● **Instrução dada 1**:
Responda às perguntas com base na crítica de cinema apresentada abaixo.
(a) Que filme a crítica comentou na semana anterior?
(b) Em que país e em que década ocorreram os desaparecimentos que servem de ponto de partida ao filme?
(c) Que atriz, segundo a crítica, é a única que se consegue salvar?

### Texto fornecido

Arquivo

Aconteceu, mas não devia

Corta!

Por momentos, agonizantes, julguei não ser possível cumprir a promessa deixada na semana passada, de regressar esta semana falando apenas de filmes que valem a penas ser vistos. O primeiro tentado, não tanto por escolha pessoal, mas antes por oportunidade surgida, recaiu em «Aconteceu na Argentina». E pior não podia ser. Se depois de um filme como «Hotel» (aqui comentado na passada semana) a fé no cinema ficou algo abalada, calhar com este logo passado tão pouco tempo pode mesmo fazer uma pessoa deixar de ir às salas.

Se o ponto de partida até nos consegue cativar, tratando o filme dos desaparecimentos ocorridos na Argentina nos anos 70, a abordagem feita é do mais horripilante que se consiga imaginar. A partir do momento em que vemos um cabotino António Banderas (coitado, o filme é tão mau que até custa dizer mal dele) a adivinhar onde estão todos aqueles que o regime da altura fazia desaparecer, percebemos que algo de mau se vai passar. A partir daí é um descalabro completo e até parece que a noção de ridículo é algo que o realizador Christopher Hampton (nascido nos Açores) nunca ouviu sequer falar. Estará tudo louco?! Os poderes adivinhatórios de Banderas continuam até ao fim, terminando por dar sessões, quintas à noite, no seu jardim. Conseguem imaginar? Eu sei que é difícil. No meio disto tudo, espécie de policial mergulhado em universos esotéricos, apenas Emma Thompson se consegue salvar, com uma interpretação tão boa que até custa vê-la metida numa coisa destas, tão ruim.

######
### Material da tarefa

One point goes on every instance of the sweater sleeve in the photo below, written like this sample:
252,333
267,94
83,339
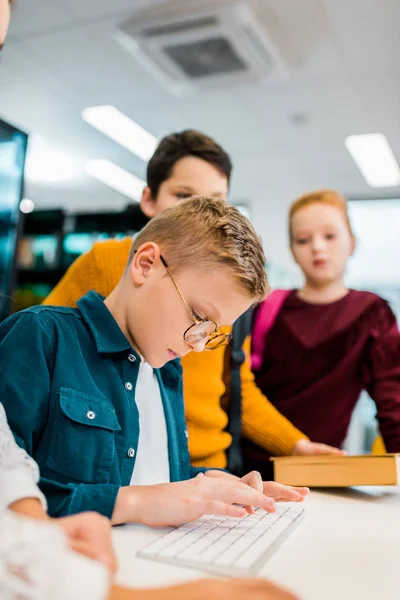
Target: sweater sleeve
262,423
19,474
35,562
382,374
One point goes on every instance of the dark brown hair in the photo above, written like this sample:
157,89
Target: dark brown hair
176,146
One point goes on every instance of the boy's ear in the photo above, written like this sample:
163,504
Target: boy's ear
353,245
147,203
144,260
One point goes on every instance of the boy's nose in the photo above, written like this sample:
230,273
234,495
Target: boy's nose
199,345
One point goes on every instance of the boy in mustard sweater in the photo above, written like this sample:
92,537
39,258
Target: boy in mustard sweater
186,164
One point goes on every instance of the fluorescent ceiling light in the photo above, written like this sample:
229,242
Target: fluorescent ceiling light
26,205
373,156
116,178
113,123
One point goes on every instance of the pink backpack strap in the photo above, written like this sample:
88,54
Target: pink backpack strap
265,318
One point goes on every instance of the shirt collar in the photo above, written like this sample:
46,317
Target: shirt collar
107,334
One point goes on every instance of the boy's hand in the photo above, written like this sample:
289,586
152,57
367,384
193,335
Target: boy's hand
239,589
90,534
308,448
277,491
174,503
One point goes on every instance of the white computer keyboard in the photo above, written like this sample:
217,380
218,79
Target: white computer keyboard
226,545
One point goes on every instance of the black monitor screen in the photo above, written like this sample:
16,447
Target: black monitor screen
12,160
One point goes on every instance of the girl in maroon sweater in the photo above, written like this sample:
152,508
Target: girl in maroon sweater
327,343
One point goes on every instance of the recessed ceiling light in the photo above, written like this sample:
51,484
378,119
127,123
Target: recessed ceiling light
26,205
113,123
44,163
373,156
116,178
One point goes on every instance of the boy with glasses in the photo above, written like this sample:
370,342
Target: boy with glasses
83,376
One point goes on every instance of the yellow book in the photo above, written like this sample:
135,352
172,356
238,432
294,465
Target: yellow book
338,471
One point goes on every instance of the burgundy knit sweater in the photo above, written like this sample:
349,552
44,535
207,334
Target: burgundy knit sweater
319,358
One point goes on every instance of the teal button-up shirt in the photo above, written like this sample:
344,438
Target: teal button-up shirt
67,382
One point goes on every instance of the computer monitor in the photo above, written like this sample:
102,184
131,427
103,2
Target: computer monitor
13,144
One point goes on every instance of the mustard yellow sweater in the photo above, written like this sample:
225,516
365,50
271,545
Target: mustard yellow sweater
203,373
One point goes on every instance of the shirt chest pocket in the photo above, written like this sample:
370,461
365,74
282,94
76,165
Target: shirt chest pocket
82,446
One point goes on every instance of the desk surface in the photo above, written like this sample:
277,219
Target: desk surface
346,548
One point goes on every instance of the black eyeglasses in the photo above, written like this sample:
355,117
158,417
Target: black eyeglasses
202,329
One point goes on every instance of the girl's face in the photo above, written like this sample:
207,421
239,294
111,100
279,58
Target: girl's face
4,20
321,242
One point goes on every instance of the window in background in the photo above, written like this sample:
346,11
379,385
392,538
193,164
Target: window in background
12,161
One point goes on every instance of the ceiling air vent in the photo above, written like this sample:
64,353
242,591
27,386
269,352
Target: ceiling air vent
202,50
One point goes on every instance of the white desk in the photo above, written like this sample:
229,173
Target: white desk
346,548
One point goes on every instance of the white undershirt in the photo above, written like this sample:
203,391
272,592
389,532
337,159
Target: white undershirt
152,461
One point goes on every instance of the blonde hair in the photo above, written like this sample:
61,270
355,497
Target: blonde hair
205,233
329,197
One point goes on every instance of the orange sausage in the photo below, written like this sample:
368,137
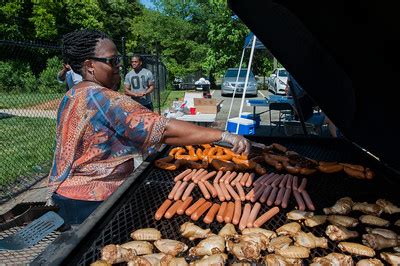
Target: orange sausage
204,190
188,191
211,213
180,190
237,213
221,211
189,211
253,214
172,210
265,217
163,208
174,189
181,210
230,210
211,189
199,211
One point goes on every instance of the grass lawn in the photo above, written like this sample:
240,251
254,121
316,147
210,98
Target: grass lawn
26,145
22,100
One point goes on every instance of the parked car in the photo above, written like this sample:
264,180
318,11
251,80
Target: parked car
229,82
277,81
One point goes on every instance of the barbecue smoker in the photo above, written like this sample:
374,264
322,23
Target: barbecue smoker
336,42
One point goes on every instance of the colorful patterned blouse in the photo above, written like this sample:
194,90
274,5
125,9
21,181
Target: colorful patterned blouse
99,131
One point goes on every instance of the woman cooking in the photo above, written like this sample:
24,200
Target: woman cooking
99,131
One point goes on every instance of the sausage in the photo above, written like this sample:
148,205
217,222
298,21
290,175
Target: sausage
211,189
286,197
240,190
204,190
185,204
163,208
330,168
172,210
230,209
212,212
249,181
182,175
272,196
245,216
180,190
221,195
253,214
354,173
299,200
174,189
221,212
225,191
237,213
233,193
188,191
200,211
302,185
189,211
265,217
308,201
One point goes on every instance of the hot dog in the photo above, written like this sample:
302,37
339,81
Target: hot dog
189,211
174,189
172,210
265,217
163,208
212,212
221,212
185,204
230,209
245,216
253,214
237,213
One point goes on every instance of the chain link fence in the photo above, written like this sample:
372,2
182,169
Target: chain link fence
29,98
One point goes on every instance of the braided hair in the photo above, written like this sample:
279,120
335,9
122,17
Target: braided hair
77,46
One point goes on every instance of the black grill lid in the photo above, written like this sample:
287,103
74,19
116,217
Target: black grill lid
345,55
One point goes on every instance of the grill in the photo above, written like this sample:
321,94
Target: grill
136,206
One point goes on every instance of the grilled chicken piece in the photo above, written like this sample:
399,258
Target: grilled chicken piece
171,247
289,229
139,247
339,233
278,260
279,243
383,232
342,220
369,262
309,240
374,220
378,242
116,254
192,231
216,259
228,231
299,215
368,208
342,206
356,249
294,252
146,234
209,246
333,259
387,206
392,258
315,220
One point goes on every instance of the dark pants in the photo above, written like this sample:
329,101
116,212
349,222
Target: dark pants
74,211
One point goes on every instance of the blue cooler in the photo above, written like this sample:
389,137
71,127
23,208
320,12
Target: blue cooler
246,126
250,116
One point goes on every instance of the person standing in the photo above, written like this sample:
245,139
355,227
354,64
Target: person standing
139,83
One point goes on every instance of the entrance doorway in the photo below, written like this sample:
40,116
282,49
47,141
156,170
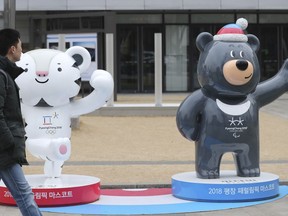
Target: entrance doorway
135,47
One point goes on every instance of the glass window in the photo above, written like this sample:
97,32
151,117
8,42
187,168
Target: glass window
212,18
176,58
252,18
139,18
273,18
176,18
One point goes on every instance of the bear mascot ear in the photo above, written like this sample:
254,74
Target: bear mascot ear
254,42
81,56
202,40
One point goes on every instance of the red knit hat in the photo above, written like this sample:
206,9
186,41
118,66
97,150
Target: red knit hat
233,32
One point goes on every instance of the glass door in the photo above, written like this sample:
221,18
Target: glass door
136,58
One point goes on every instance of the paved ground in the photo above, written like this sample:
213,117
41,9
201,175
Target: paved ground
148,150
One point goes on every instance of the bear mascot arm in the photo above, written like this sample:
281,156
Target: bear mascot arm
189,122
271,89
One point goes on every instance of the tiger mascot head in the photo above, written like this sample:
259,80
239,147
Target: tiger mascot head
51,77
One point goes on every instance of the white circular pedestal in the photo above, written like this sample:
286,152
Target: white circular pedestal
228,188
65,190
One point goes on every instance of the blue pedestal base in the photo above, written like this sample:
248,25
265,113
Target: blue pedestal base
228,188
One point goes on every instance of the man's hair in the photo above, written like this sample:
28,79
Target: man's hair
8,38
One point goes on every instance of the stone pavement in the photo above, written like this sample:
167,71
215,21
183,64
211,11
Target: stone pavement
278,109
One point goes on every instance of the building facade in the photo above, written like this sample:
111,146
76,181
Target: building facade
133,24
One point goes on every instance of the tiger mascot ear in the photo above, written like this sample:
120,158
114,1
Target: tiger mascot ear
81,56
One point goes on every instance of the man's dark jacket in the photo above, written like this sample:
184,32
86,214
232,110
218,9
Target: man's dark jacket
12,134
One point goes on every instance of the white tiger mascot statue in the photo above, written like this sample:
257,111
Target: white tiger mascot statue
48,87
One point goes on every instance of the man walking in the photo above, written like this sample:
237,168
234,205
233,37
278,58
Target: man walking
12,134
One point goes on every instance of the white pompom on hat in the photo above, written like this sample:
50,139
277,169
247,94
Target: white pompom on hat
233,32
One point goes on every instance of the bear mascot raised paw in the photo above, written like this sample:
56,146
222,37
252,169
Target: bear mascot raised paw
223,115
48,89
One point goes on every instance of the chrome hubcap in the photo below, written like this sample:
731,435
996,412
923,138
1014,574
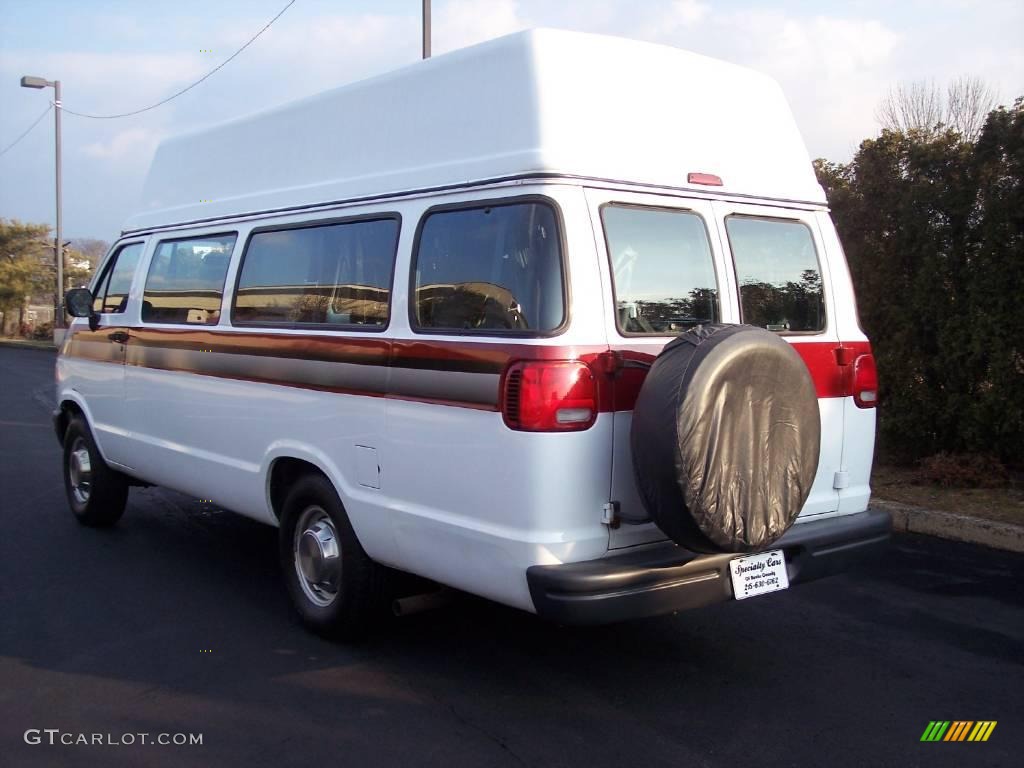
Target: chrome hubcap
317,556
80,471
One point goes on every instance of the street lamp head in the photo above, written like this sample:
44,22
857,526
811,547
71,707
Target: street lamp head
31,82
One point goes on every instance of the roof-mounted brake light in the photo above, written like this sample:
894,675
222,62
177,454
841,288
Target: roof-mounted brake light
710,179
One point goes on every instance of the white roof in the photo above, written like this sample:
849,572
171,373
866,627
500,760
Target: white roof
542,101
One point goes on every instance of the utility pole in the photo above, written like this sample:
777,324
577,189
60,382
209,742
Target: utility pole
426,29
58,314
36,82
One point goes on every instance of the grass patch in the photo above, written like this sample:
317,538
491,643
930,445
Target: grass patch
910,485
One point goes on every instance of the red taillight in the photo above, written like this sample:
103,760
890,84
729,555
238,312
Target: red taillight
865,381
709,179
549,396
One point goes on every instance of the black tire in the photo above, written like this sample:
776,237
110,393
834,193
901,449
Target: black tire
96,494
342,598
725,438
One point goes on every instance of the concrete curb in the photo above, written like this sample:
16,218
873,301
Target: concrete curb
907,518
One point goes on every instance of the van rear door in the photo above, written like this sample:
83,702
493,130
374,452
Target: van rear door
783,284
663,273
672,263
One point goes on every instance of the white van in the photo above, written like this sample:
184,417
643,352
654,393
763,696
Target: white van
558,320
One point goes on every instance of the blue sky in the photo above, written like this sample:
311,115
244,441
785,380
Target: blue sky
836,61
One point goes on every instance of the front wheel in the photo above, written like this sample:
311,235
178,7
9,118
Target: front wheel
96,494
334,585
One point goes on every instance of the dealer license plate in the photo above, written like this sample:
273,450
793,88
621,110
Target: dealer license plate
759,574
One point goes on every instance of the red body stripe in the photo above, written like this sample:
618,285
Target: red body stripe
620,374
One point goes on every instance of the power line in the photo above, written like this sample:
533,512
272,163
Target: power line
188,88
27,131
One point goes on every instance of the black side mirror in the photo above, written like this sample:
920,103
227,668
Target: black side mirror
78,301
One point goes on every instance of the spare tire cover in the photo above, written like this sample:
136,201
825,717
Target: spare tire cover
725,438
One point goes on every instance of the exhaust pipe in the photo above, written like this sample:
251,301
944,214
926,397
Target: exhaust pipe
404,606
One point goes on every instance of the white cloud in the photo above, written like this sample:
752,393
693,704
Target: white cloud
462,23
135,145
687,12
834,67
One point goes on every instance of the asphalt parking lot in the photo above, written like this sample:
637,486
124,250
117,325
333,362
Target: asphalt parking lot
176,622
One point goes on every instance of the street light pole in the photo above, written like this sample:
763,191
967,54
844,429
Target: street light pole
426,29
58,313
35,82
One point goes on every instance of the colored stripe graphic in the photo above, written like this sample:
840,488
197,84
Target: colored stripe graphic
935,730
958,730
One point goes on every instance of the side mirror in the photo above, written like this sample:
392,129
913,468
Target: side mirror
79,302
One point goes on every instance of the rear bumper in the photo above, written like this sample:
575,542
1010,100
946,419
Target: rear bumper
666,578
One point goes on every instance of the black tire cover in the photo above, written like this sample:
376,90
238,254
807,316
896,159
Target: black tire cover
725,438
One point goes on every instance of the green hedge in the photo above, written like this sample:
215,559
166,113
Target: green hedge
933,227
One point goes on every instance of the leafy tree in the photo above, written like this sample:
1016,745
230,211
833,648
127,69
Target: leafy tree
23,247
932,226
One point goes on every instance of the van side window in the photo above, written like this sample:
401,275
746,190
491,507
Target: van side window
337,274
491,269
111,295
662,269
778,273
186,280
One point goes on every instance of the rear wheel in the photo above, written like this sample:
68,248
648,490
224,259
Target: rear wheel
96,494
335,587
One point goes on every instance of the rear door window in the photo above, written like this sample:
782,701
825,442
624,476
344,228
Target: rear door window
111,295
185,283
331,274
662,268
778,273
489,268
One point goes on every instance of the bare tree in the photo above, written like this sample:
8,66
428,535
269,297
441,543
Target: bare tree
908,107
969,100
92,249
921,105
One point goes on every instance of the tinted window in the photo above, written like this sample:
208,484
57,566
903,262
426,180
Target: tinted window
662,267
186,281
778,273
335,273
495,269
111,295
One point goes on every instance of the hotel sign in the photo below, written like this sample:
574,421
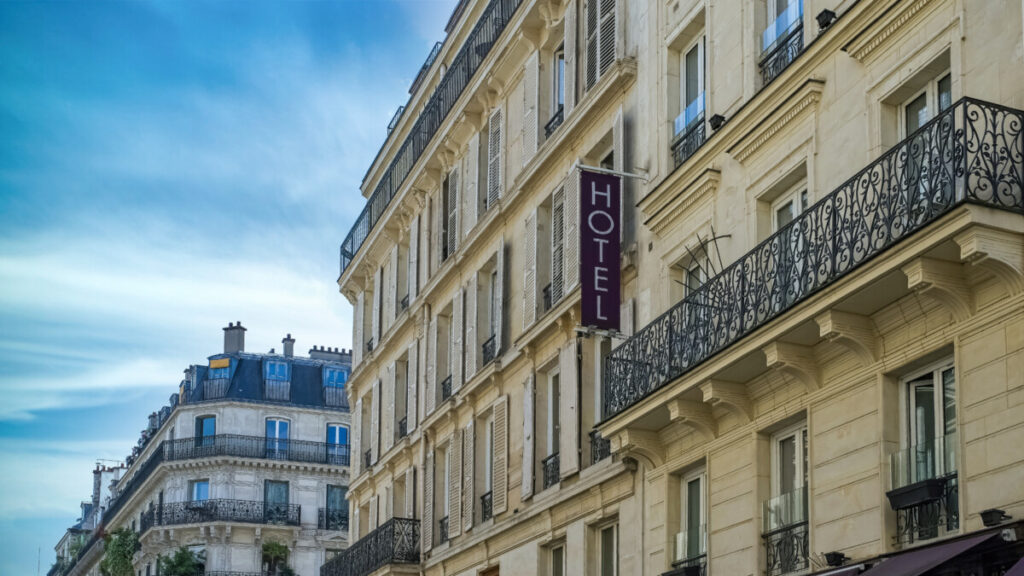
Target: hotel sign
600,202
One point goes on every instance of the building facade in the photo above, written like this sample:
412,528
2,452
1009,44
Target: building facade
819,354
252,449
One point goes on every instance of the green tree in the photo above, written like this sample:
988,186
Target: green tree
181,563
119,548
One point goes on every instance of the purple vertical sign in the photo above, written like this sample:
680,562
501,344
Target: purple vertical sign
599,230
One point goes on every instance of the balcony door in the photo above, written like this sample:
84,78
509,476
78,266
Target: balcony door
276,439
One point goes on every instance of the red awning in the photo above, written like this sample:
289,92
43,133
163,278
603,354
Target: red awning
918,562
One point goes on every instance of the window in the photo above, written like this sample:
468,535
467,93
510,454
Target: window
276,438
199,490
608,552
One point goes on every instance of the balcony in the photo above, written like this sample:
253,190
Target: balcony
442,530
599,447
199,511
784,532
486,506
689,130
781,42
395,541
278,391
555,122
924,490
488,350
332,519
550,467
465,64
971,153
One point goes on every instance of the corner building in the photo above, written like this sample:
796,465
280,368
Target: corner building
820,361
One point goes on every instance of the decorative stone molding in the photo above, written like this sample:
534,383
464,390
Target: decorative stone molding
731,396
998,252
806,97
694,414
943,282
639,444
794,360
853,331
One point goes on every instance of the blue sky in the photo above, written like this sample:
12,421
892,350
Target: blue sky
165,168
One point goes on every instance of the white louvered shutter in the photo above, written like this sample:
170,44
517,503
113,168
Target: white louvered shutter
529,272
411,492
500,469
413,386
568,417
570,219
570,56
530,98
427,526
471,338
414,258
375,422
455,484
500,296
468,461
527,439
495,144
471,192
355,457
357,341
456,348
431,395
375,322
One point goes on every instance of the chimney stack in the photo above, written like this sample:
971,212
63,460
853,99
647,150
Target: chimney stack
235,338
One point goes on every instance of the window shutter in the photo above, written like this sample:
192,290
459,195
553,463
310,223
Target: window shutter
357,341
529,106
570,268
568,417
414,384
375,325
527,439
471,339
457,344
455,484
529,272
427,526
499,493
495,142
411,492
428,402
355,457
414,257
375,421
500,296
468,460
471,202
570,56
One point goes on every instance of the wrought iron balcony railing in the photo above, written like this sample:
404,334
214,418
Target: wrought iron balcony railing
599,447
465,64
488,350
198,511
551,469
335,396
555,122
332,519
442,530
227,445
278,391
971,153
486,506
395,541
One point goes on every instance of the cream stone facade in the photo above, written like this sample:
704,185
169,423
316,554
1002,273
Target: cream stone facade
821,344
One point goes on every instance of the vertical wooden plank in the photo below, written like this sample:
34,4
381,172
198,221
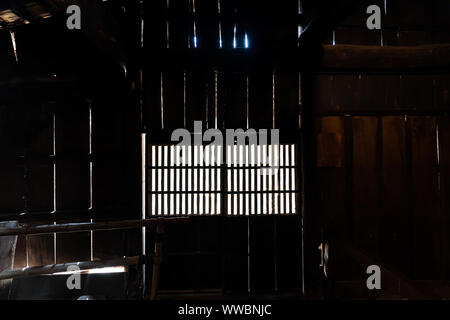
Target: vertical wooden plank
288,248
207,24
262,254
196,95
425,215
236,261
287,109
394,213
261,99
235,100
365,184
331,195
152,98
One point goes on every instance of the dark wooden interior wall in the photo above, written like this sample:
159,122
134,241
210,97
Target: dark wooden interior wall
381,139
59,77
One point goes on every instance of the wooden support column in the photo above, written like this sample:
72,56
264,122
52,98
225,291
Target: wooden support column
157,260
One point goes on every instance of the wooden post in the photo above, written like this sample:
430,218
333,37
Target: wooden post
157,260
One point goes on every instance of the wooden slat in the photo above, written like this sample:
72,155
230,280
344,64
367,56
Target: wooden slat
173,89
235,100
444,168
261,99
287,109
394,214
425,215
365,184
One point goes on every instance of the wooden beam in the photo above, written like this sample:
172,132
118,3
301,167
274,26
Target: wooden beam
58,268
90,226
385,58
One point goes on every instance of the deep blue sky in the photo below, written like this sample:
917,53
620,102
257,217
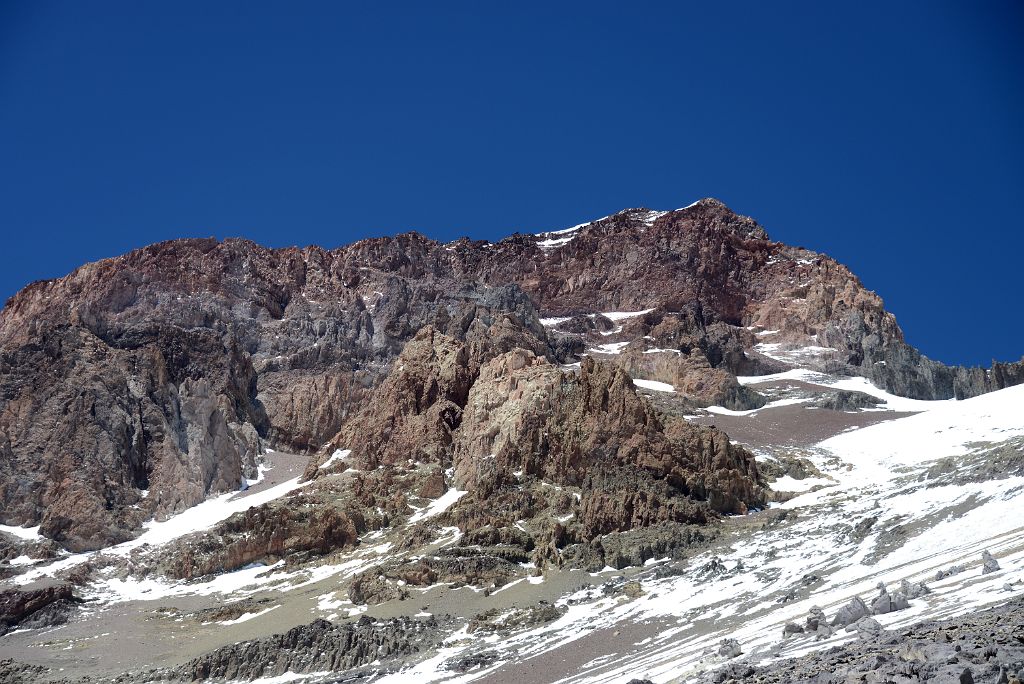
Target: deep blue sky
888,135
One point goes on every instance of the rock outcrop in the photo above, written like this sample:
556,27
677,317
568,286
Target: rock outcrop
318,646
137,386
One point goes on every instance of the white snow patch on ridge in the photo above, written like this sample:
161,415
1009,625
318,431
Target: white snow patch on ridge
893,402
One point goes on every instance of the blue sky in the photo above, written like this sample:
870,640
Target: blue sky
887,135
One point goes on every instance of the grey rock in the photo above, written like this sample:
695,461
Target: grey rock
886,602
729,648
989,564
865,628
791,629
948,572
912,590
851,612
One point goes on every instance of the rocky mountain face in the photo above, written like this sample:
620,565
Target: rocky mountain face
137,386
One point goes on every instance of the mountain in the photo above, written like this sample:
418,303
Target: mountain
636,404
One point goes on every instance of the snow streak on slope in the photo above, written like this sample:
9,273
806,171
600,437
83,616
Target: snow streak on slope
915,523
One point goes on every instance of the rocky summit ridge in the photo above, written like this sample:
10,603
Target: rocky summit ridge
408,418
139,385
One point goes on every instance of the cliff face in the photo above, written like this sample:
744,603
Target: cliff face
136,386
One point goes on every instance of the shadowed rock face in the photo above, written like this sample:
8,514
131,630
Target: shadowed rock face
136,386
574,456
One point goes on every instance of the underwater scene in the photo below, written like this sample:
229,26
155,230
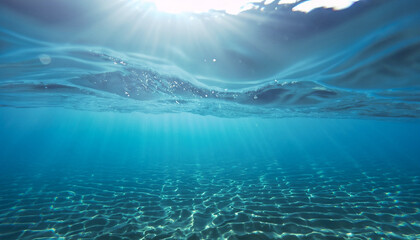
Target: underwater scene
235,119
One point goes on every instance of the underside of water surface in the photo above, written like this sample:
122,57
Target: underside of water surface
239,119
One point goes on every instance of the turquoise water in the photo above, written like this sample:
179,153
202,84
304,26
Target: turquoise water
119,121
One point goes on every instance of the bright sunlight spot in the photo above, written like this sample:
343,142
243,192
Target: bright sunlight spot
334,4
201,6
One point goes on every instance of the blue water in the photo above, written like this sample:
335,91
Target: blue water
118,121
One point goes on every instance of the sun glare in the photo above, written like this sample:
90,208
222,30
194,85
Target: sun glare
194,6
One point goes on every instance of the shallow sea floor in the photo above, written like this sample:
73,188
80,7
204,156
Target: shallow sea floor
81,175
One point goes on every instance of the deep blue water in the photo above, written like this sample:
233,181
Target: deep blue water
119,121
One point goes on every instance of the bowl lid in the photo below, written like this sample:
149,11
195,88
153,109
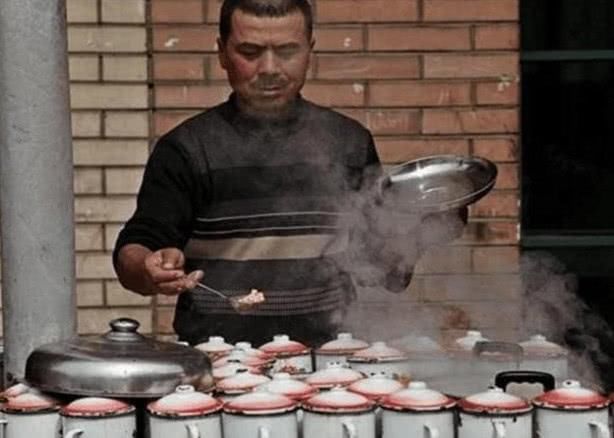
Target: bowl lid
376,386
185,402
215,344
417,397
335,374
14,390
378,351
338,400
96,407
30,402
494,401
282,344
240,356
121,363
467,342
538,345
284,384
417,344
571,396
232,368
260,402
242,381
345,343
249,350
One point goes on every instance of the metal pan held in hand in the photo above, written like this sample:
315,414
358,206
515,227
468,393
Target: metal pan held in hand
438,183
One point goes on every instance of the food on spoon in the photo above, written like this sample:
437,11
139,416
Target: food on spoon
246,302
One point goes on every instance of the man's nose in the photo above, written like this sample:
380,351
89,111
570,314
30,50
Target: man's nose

######

● **Instrução dada 2**:
Extraia das entradas acima todas as linhas que contêm a palavra "leafy". Diferencie maiúsculas de minúsculas.

● **Resultado final 1**:
(a) O filme comentado na semana anterior foi «Hotel».
(b) Os desaparecimentos ocorreram na Argentina, nos anos 70.
(c) A única atriz que se consegue salvar é Emma Thompson.

● **Resultado final 2**:
One point goes on every instance of the leafy tree in the photo above, written like this sample:
Target: leafy tree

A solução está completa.